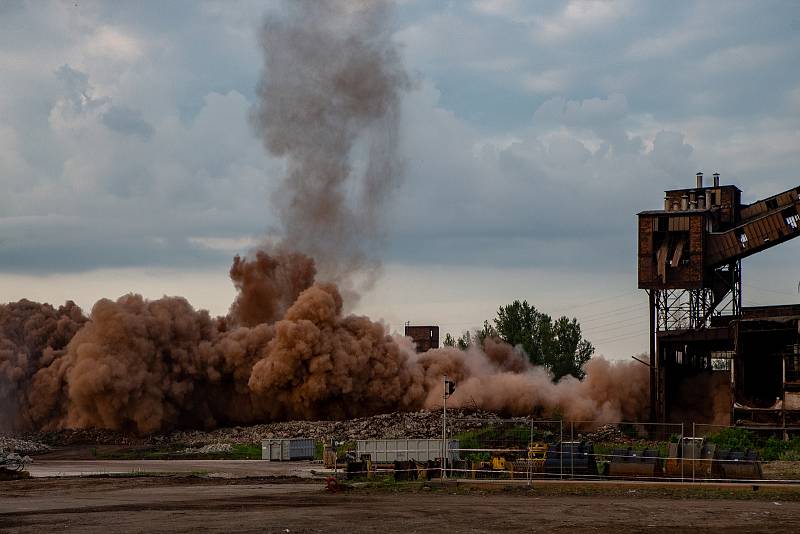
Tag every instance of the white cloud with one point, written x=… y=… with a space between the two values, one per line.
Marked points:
x=114 y=43
x=547 y=82
x=577 y=17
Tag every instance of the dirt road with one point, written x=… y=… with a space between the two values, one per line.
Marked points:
x=212 y=468
x=189 y=505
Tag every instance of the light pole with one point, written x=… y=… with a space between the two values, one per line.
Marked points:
x=449 y=388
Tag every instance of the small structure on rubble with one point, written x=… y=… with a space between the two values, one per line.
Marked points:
x=706 y=350
x=424 y=337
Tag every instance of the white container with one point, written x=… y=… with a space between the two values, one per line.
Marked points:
x=276 y=450
x=403 y=450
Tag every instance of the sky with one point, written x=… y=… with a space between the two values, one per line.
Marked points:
x=532 y=134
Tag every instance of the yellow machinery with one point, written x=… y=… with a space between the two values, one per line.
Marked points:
x=512 y=462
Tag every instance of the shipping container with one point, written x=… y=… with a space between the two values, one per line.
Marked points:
x=276 y=450
x=392 y=450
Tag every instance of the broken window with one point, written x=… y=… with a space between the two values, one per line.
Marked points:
x=742 y=238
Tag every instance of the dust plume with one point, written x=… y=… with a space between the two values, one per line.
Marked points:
x=329 y=106
x=144 y=366
x=328 y=103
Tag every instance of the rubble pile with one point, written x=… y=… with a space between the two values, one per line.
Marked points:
x=211 y=448
x=21 y=446
x=423 y=424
++++++++++
Task instructions: Print every entry above verbatim, line by line, leaving out the pictures.

Full answer:
Tag every instance of the white cloud with one point, written x=… y=… with a space between the two values, one per line.
Marked points:
x=114 y=43
x=547 y=82
x=577 y=17
Tag every instance of the dirt road with one point, written x=… y=… with a space between the two values, one per line.
Marked points:
x=212 y=468
x=189 y=505
Tag every instance of the light pole with one point, written x=… y=… with a space between the two values, one per line.
Marked points:
x=449 y=388
Tag every instance of the small structure on rubble with one point, written x=… y=… with a space between the two values, one per line.
Marked points:
x=706 y=350
x=424 y=337
Tag every instance of the white container with one point, written x=… y=… with a space between the two values, one per line.
Marked points:
x=276 y=450
x=403 y=450
Tag every instance of the sky with one point, written x=… y=… with a space between the two values, one per line.
Marked points:
x=532 y=134
Tag every instance of the yellow machinery with one point, written x=… y=… with a space between the two values, one per line.
Marked points:
x=512 y=462
Tag every instance of the shipping container with one point, written x=… y=… with a space between the two values, one per line.
Marked points:
x=276 y=450
x=392 y=450
Tag every instance of the broken window with one point, written x=… y=… with a space between the two values, one per line.
Marked points:
x=742 y=238
Tag every instance of the dust plume with one point, written x=… y=… with a space between the two values, one per line.
Marked points:
x=329 y=106
x=144 y=366
x=328 y=103
Tag every instance of the rubble pile with one point, written x=… y=… with a space between the two values, one per line.
Marked points:
x=211 y=448
x=21 y=446
x=423 y=424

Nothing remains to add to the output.